═════ Data to use ═════

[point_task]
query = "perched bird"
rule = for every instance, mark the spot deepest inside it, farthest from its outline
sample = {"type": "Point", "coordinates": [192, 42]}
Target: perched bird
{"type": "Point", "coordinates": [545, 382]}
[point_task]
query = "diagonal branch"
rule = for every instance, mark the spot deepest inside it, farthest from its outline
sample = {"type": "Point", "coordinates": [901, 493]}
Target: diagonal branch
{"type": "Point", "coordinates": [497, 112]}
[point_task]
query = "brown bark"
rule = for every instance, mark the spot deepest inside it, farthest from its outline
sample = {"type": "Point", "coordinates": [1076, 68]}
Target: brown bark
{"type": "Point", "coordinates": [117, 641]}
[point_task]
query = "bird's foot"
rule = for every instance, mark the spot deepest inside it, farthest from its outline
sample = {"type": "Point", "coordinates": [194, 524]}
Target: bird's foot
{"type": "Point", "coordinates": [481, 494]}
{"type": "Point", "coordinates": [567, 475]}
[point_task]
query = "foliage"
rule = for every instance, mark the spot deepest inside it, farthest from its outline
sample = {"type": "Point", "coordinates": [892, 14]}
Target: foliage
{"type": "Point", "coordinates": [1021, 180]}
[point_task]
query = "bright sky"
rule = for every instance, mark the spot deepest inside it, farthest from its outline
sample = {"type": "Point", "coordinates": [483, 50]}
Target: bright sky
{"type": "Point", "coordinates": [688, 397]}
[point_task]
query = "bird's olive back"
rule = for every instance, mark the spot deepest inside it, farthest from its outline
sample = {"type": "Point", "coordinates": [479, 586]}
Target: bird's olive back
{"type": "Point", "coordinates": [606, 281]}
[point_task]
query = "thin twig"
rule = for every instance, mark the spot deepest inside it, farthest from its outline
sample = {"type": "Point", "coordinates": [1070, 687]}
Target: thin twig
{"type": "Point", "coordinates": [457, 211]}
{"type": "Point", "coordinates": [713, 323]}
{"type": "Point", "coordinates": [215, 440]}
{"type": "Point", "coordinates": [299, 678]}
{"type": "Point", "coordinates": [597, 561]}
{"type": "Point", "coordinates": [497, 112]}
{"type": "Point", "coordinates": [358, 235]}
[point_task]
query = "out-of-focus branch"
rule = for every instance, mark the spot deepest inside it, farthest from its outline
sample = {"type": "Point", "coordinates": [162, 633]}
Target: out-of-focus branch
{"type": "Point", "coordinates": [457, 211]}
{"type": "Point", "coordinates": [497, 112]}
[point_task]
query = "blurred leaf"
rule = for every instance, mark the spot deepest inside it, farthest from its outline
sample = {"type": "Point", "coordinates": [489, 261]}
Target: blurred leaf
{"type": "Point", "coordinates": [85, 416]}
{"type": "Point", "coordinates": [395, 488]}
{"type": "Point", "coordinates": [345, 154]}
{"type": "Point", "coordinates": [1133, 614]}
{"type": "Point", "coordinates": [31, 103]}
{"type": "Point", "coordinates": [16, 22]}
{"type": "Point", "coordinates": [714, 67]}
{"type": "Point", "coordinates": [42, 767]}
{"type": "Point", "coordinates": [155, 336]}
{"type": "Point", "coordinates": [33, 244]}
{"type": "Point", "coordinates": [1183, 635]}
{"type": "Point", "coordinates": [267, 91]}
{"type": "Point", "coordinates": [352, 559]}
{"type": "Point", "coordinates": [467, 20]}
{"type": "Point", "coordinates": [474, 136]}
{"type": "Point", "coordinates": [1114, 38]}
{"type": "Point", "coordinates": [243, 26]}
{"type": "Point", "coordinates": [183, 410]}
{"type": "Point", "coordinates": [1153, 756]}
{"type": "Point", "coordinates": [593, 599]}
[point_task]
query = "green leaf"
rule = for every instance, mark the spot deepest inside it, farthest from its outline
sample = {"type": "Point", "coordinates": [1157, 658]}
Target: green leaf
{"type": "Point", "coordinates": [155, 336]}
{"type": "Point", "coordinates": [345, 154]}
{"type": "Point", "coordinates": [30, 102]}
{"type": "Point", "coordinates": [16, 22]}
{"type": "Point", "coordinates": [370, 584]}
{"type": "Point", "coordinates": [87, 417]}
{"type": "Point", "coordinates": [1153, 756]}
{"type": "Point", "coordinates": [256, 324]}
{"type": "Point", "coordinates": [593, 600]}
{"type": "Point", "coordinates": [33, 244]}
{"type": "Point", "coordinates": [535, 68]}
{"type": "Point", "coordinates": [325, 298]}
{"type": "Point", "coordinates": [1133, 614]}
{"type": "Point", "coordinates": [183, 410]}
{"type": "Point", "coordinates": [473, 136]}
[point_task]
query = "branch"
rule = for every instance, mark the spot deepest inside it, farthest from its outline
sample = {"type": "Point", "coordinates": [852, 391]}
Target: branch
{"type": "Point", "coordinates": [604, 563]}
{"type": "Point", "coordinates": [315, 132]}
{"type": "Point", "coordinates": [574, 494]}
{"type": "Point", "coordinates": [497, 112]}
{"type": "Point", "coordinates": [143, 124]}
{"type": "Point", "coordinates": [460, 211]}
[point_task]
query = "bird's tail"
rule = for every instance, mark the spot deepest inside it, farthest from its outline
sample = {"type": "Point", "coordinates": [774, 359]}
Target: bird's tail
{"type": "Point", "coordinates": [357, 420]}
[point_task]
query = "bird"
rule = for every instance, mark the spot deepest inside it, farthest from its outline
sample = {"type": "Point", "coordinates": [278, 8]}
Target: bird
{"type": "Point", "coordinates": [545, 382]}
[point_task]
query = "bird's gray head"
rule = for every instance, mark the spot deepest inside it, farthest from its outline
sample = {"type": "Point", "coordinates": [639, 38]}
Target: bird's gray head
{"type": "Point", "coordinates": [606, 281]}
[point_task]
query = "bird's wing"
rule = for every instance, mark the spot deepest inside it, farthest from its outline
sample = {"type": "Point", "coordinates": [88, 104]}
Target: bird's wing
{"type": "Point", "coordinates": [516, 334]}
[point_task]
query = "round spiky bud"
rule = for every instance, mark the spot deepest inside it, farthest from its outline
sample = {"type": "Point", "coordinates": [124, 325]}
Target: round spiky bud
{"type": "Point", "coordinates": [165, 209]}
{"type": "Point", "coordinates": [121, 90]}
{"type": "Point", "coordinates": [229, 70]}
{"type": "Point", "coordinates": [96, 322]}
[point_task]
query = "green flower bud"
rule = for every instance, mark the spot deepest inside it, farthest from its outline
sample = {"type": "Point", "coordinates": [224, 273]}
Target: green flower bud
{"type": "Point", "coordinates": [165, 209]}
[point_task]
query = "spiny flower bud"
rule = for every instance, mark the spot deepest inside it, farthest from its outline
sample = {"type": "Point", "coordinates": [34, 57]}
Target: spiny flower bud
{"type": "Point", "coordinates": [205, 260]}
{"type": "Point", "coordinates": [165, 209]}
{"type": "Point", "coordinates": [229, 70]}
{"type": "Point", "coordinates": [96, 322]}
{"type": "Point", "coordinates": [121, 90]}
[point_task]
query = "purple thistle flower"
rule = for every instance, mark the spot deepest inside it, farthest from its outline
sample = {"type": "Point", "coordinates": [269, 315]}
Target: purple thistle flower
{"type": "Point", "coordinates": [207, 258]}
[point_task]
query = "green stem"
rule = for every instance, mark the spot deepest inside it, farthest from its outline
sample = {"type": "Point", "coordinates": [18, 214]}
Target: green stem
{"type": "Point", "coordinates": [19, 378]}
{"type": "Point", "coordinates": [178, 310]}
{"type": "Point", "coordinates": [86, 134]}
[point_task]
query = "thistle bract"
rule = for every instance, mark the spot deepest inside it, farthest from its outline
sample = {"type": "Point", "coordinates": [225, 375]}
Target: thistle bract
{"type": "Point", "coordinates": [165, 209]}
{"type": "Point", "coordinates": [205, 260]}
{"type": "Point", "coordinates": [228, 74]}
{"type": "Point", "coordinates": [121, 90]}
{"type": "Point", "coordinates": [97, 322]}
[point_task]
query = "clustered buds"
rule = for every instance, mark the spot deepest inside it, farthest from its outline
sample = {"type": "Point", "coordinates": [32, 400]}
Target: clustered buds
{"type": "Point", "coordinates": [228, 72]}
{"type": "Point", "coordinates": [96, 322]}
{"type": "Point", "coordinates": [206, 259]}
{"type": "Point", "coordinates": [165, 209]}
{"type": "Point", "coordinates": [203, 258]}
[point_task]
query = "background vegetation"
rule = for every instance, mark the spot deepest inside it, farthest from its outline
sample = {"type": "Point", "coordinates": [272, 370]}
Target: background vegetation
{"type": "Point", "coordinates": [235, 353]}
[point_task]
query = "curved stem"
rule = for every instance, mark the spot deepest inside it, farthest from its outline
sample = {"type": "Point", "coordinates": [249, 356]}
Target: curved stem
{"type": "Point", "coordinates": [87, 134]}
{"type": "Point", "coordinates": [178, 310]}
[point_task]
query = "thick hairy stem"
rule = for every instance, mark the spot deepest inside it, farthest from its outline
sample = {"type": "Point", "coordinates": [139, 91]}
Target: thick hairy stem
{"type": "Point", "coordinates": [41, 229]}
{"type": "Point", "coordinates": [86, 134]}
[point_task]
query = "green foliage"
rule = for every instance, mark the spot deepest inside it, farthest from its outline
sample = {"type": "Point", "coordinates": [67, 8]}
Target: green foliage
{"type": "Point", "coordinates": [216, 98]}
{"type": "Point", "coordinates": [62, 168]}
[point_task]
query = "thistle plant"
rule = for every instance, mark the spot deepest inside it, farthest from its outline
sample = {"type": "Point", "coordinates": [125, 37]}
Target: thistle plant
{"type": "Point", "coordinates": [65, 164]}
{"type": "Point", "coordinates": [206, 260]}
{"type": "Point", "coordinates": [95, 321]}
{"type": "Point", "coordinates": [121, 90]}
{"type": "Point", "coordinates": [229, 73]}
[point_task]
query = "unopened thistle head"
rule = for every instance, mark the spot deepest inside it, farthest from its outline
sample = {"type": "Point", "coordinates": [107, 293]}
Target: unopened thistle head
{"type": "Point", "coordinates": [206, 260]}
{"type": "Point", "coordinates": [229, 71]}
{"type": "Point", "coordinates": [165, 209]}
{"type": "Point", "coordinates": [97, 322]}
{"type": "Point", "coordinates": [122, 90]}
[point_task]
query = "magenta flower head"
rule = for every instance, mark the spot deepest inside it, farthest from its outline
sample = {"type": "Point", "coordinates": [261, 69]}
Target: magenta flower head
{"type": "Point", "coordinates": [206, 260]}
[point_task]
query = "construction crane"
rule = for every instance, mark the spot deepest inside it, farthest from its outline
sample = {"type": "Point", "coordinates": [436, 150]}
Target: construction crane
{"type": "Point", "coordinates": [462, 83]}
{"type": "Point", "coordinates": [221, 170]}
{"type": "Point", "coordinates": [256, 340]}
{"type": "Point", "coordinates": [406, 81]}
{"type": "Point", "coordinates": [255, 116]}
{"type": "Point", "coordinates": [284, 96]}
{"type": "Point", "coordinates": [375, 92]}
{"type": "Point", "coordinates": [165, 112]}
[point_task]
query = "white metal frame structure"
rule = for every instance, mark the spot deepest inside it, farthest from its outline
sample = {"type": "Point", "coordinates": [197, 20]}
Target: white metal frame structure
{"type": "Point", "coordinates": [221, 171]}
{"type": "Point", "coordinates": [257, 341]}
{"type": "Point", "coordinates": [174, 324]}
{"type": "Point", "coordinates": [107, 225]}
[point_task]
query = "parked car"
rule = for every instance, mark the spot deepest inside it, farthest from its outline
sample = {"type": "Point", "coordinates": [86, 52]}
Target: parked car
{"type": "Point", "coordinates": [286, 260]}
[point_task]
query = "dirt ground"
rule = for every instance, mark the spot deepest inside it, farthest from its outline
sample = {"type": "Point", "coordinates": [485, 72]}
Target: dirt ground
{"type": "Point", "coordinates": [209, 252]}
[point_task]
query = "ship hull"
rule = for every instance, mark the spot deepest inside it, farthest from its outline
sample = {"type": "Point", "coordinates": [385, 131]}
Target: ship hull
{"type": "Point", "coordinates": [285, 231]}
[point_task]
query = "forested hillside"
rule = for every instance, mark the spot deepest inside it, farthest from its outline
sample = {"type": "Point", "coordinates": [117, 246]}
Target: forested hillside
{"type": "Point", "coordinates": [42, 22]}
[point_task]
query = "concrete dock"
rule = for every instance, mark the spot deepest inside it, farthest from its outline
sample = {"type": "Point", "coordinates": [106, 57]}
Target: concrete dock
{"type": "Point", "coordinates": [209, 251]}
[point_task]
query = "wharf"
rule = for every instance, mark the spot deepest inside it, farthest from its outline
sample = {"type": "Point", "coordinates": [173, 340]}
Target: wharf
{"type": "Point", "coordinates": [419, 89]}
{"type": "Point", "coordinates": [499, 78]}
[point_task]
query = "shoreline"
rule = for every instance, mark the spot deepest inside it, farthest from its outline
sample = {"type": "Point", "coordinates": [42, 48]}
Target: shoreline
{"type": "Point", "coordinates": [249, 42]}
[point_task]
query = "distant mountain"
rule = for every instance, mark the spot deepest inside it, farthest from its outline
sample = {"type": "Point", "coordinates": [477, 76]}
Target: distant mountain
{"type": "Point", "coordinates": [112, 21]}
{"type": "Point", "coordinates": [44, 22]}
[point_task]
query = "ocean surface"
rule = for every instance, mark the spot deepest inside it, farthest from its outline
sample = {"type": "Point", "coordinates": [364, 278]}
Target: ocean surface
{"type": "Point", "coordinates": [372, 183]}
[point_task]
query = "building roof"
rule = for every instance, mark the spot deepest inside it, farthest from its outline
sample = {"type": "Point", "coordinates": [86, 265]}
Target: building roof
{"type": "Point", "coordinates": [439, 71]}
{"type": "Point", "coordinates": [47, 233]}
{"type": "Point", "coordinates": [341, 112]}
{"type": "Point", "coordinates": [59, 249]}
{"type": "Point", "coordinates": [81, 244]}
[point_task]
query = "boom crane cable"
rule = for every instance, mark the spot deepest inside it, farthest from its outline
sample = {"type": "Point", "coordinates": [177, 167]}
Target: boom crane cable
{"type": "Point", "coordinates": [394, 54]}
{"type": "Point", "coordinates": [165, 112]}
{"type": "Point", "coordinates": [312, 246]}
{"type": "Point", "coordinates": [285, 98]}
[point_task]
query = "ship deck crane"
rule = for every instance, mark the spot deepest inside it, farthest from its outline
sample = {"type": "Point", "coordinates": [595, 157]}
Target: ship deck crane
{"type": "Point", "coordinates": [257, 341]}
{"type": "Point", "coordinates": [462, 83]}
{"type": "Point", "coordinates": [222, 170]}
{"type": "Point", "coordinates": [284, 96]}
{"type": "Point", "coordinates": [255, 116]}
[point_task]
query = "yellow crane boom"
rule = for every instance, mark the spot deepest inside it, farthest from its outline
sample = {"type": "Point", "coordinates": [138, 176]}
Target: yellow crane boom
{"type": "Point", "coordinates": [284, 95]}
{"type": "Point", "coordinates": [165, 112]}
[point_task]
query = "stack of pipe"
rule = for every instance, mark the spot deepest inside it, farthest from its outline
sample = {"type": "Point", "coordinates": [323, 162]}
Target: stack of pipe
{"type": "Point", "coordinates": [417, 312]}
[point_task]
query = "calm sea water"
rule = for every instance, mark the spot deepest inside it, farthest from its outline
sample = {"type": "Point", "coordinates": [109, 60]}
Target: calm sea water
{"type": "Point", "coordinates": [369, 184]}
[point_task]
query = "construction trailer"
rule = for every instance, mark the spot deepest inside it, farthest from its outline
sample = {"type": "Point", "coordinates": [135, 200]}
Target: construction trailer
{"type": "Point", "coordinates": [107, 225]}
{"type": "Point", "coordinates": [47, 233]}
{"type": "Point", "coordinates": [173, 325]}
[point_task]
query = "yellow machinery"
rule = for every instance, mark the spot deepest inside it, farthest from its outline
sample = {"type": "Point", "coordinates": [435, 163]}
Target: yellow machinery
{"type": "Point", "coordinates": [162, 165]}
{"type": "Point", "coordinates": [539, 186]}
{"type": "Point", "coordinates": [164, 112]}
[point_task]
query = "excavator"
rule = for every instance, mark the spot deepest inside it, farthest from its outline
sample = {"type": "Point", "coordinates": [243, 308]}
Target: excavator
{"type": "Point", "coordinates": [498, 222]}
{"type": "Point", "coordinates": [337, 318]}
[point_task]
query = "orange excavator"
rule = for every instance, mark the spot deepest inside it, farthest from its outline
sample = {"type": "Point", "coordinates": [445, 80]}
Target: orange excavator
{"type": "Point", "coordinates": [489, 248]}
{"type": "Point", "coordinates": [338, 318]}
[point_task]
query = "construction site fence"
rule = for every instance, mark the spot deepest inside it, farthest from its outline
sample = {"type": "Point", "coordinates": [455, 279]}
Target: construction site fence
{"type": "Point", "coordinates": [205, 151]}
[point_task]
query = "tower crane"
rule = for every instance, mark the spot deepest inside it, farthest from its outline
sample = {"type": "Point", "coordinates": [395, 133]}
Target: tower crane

═════

• [Written problem]
Please count the lines in the items above that contain the string "stem", treating uppercase and lowercase as different. Reply with only the number.

• [In response]
6